#### Problem details
Rewrite the entries below, replacing each occurrence of "rough mask" with "coarse mask" and leaving everything else unchanged.

#### Stored data
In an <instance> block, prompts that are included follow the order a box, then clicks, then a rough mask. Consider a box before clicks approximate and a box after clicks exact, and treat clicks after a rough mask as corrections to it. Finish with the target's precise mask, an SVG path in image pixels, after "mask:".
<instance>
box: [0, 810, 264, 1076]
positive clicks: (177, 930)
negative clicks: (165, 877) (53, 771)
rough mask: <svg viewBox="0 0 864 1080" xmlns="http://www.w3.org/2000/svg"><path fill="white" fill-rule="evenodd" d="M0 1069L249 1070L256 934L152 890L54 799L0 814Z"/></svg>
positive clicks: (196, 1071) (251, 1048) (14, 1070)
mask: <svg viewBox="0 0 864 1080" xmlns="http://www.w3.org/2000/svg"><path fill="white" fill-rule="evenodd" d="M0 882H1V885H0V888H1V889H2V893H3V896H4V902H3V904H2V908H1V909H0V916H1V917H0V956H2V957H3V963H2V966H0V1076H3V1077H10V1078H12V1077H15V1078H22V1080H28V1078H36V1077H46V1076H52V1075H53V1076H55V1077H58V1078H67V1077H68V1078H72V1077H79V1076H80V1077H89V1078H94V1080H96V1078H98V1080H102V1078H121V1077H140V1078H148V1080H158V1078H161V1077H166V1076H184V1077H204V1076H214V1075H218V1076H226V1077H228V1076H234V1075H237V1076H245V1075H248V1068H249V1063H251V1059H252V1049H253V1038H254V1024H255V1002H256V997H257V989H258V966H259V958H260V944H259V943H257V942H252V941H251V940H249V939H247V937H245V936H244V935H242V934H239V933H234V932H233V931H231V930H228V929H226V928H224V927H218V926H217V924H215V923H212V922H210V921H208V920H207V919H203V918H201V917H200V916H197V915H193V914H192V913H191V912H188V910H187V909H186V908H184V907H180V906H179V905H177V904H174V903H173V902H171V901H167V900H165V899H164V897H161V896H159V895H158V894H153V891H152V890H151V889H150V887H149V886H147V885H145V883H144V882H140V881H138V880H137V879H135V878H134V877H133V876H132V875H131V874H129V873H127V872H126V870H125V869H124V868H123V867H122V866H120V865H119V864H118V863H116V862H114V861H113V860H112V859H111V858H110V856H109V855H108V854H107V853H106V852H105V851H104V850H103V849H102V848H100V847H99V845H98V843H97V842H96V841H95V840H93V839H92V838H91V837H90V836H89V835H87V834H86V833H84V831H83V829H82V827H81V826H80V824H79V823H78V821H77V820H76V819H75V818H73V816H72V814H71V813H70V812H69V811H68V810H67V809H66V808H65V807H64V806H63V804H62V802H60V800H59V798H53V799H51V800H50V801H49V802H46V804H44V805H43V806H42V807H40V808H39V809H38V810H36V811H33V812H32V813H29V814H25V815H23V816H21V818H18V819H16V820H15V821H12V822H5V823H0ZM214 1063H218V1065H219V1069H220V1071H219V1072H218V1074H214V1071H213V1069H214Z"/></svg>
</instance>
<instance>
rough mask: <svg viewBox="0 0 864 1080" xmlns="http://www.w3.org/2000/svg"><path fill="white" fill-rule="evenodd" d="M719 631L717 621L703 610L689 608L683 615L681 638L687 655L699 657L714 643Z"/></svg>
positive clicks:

#### Solution to this problem
In an <instance> block, prompts that are included follow the order a box, then clicks, then a coarse mask. Consider a box before clicks approximate and a box after clicks exact, and treat clicks after a coarse mask as corrections to it. Finish with the target's precise mask, an SVG path in image pixels, after "mask:".
<instance>
box: [0, 810, 264, 1076]
positive clicks: (177, 930)
negative clicks: (165, 877) (53, 771)
coarse mask: <svg viewBox="0 0 864 1080" xmlns="http://www.w3.org/2000/svg"><path fill="white" fill-rule="evenodd" d="M0 1069L249 1070L256 934L152 890L54 799L0 814Z"/></svg>
positive clicks: (196, 1071) (251, 1048) (14, 1070)
mask: <svg viewBox="0 0 864 1080" xmlns="http://www.w3.org/2000/svg"><path fill="white" fill-rule="evenodd" d="M0 882H1V885H0V888H1V889H2V893H3V896H4V902H3V904H2V908H1V909H0V916H1V917H0V956H2V957H3V963H2V966H0V1076H3V1077H10V1078H12V1077H15V1078H22V1080H28V1078H36V1077H46V1076H52V1075H53V1076H55V1077H58V1078H67V1077H68V1078H72V1077H79V1076H80V1077H89V1078H94V1080H96V1078H98V1080H102V1078H121V1077H140V1078H148V1080H158V1078H161V1077H166V1076H184V1077H204V1076H214V1075H218V1076H226V1077H228V1076H234V1075H237V1076H245V1075H248V1068H249V1063H251V1059H252V1049H253V1038H254V1024H255V1002H256V997H257V989H258V966H259V958H260V944H259V943H257V942H252V941H251V940H249V939H247V937H245V936H244V935H242V934H239V933H234V932H233V931H231V930H228V929H226V928H224V927H218V926H217V924H215V923H212V922H210V921H208V920H207V919H203V918H201V917H200V916H197V915H193V914H192V913H191V912H188V910H187V909H186V908H184V907H180V906H179V905H177V904H174V903H173V902H171V901H167V900H165V899H164V897H161V896H159V895H158V894H153V891H152V890H151V889H150V887H149V886H147V885H145V883H144V882H140V881H138V880H137V879H135V878H134V877H133V876H132V875H131V874H129V873H127V872H126V870H125V869H124V868H123V867H122V866H120V865H119V864H118V863H116V862H114V861H113V860H112V859H111V858H110V856H109V855H108V854H107V853H106V852H105V851H104V850H103V849H102V848H100V847H99V845H98V843H97V842H96V841H95V840H93V839H92V838H91V837H90V836H89V835H87V834H86V833H84V831H83V829H82V827H81V826H80V824H79V823H78V821H77V820H76V819H75V818H73V816H72V814H71V813H70V812H69V811H68V810H67V809H66V808H65V807H64V806H63V804H62V802H60V800H59V798H53V799H51V800H50V801H49V802H46V804H44V805H43V806H42V807H40V808H39V809H38V810H36V811H33V812H32V813H29V814H25V815H23V816H21V818H18V819H16V820H15V821H12V822H5V823H0ZM214 1063H218V1065H219V1069H220V1071H219V1072H218V1074H214V1071H213V1069H214Z"/></svg>
</instance>
<instance>
coarse mask: <svg viewBox="0 0 864 1080" xmlns="http://www.w3.org/2000/svg"><path fill="white" fill-rule="evenodd" d="M719 631L717 621L703 610L689 608L683 615L681 638L687 655L699 657L714 643Z"/></svg>
positive clicks:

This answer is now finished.